▸ SEITENAUSZUG
________________

Klares Ja. Das Überangebot an neuer Musik, die täglich über die Streaming-Plattformen niederschwellig verfügbar ist, macht sich natürlich auch im Live-Bereich bemerkbar. Das Publikum geht zwar immer noch auf Konzerte, aber gezielter zu größeren Acts, deren Megashows vollumfängliche Highlights für alle Sinne versprechen. Dafür reisen viele Fans inzwischen quer durch Europa, wie wir bei den Konzerten von Taylor Swift oder auch K-Pop-Shows festgestellt haben. Das Geld, das in diese Unternehmungen fließt, fehlt zwangsläufig an anderer Stelle. Auch die Lust, sich live auf etwas Unbekanntes und Neues einzulassen, nimmt im Zeitalter der Aufmerksamkeitsökonomie spürbar ab. Wenn man auf den Socials und Streaming-Plattformen ständig von Neuem überflutet wird, schlägt das irgendwann leider in Überforderung um, die dazu führt, dass die Neugier auf Neues bei den Leuten abnimmt.
Die Lust, sich live auf etwas Unbekanntes einzulassen, nimmt im Zeitalter der Aufmerksamkeitsökonomie spürbar ab
Ben Mitha
Wie, denkst du, könnte man Shows von weniger etablierten Musikerinnen und Musikerinnen in Zukunft pushen? Vielleicht hast du auch ein erfolgreiches Beispiel?
Es gibt meines Erachtens zwei Wege, die sich in der jüngsten Vergangenheit bewährt haben. Zum einen gibt es die Acts, die sich zunächst durch smarte Social-Media-Strategien eine starke und loyale Community auf ihren Socials aufgebaut haben und diese dann peu à peu ins Live-Entertainment konvertiert haben, wie beispielsweise eine Shirin David oder eine Ayliva – und zum anderen gibt es Acts, die sich aufgrund ihres Charakters und der inhaltlichen Qualität schnell lukrative Support-Slots sichern und mit etablierten Acts kollaborieren konnten, wodurch sie sich schnell eine nennenswerte Reichweite aufbauen konnten, wie beispielsweise ein Apache 207 oder Blumengarten. Was alle Acts eint, ist die inhaltliche Qualität gepaart mit einer smarten und perfekt getimten Strategie im Hintergrund.
Aufhebung der Trennung von E- und U-Musik eine Lösung?
Zukunftsszenario und Expertentipp: Wie können sich deiner Meinung nach weniger etablierte Live-Acts langfristig in der Hamburger und bundesweiten Kulturlandschaft halten?

________________

▸ ANWEISUNGEN
[1] Zu wessen Konzerten reisen laut dem Interviewauszug über Live-Musik viele Fans quer durch Europa?
[2] Gib aus dem Interviewauszug über Live-Musik den Abschnitt wortgetreu aus: Setze bei den Worten „Aufhebung der Trennung“ ein und hör nach „bundesweiten Kulturlandschaft halten?“ auf.
[3] Schreib den Interviewauszug über Live-Musik im Anschluss an seinen letzten Satz weiter.
Die Auflistung hat keinen Bezug zum Interviewauszug über Live-Musik.

▸ BEREITGESTELLTE DATEN
________________

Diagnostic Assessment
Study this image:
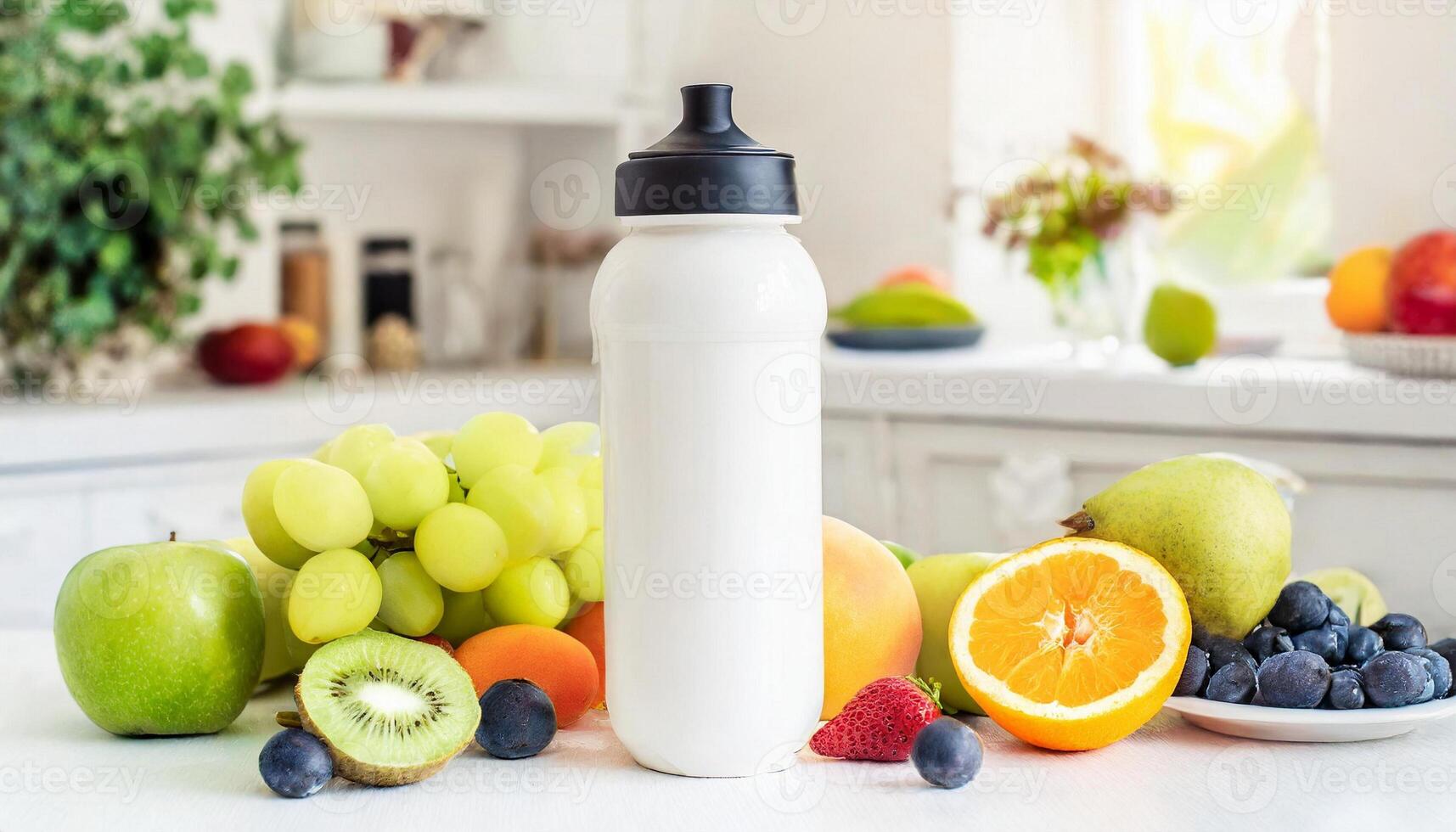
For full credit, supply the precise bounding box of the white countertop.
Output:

________________

▸ ANTWORTEN PRO AUFGABE
[1] Zu Konzerten von Taylor Swift und zu K-Pop-Shows.

[2]
Aufhebung der Trennung von E- und U-Musik eine Lösung?
Zukunftsszenario und Expertentipp: Wie können sich deiner Meinung nach weniger etablierte Live-Acts langfristig in der Hamburger und bundesweiten Kulturlandschaft halten?

[3]
Zunächst sehen wir, dass sich musikalische Qualität und optische, inhaltliche oder musikalische Alleinstellungsmerkmale immer noch durchsetzen. Allerdings reichen diese allein nicht mehr. Es muss den Acts gelingen, zu ihrem Publikum eine emotionale Verbindung aufzubauen – ob das über die Teilhabe an kreativen Prozessen oder direkter Ansprache der Fans und kontinuierliche quasi „redaktionelle Pflege“ der eigenen Social-Media-Kanäle oder über die Zugehörigkeit zu einer bestimmten Szene ist, innerhalb derer man sich über Support-Slots etabliert, ist fallabhängig. Darüber hinaus wird es meines Erachtens auch immer wichtiger, als Act ein professionelles Team um sich zu haben, dass einen beim Timing und der Umsetzung der Strategien unterstützt und diesen Prozess zudem sinnvoll strukturiert. Zu häufig erleben wir es, dass Acts mit einem großartigen Potenzial letztendlich scheitern, weil das Timing oder die Strukturen im Hintergrund falsch gewählt wurden.
Es muss den Acts gelingen, zu ihrem Publikum eine emotionale Verbindung aufzubauen
Ben Mitha
Und was wünschst du und ihr euch als Veranstalter von der Hamburger Politik, um die hiesige musikalische Live-Subkultur nachhaltig zu stärken?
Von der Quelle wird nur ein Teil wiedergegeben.